◆ **Task directions**:
Find "Can you find the shower tile", then copy its line and every later line of the entries exactly through the end, leaving all pictures out.
Segment Open
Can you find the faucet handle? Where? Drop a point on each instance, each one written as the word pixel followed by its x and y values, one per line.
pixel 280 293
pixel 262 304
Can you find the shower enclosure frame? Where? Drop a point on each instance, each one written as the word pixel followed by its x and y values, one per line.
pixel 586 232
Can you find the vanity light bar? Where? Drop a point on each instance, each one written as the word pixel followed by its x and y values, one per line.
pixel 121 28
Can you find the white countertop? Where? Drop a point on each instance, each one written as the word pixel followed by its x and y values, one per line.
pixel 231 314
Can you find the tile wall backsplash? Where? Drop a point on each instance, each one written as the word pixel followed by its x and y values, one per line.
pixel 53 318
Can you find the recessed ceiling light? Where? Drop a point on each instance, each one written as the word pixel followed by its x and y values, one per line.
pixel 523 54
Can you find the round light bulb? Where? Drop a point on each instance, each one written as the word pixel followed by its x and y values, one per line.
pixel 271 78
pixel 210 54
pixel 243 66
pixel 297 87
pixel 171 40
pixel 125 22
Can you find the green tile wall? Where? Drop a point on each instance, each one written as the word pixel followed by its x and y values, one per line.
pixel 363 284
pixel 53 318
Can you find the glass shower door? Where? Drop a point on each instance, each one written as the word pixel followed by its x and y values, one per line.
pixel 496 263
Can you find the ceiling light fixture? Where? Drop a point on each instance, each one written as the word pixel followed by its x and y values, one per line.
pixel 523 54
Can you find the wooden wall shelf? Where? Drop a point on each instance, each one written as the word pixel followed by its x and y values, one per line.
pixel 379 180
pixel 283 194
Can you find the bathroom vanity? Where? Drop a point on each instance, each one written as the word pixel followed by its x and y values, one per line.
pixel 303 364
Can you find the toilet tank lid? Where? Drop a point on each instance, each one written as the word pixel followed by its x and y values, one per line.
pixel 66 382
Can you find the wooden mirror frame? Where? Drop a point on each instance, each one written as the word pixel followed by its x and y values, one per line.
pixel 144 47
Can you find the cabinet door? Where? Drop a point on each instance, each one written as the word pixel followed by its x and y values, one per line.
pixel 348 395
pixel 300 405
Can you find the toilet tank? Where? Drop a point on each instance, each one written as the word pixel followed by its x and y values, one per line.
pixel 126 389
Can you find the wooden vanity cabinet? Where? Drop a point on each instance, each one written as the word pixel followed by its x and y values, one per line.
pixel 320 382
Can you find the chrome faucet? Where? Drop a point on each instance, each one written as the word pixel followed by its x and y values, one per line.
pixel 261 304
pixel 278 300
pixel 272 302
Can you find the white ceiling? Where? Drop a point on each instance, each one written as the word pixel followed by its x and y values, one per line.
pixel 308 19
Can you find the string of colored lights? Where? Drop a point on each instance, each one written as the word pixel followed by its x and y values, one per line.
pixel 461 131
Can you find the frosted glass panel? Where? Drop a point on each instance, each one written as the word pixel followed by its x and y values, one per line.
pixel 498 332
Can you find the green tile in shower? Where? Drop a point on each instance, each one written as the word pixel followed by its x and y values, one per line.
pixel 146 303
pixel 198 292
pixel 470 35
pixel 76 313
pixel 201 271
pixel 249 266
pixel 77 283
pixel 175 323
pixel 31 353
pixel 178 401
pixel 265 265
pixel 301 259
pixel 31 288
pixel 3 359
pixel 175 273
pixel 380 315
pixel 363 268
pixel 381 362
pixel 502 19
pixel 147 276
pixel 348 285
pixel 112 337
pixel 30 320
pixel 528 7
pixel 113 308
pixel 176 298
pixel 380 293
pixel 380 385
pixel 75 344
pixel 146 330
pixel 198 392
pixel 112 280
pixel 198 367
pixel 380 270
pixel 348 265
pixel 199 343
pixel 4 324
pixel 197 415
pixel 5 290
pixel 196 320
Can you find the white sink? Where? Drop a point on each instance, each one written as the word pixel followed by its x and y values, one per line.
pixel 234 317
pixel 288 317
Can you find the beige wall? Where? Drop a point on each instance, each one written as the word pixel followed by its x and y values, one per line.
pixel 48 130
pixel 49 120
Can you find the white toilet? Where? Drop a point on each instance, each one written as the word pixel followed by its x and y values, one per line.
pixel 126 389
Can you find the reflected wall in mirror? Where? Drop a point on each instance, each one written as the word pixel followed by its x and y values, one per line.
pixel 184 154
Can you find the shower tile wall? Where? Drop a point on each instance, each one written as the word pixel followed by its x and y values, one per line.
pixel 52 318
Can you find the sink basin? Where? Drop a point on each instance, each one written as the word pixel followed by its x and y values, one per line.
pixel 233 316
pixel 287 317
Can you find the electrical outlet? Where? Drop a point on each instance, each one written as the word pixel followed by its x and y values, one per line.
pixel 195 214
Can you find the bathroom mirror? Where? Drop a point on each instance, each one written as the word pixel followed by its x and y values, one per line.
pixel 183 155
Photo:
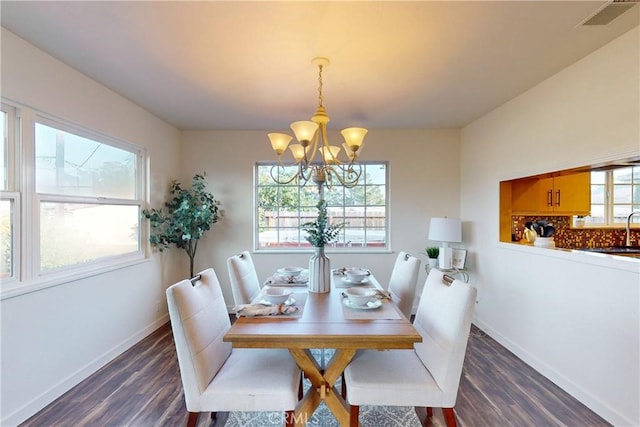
Segment Closed
◆ **Output for this task**:
Can you find the shower tile wall? Where? Drop a point on each instance, each one written as the word pixel followed by its x and y values, one per line.
pixel 52 318
Can you find the sink basin? Where? Drop a point on each instance, each one written as the word pixel followed by its x and y values, one per line.
pixel 233 316
pixel 287 317
Can you find the electrical outlet? Where? Drop a point on each instance, each one written as the word pixel followed by its x and y values, one per line.
pixel 195 214
Can you find the bathroom mirror? Where? Drop a point on each instance, each one written as the word pixel followed by its x and y values, one per line.
pixel 183 155
Photo:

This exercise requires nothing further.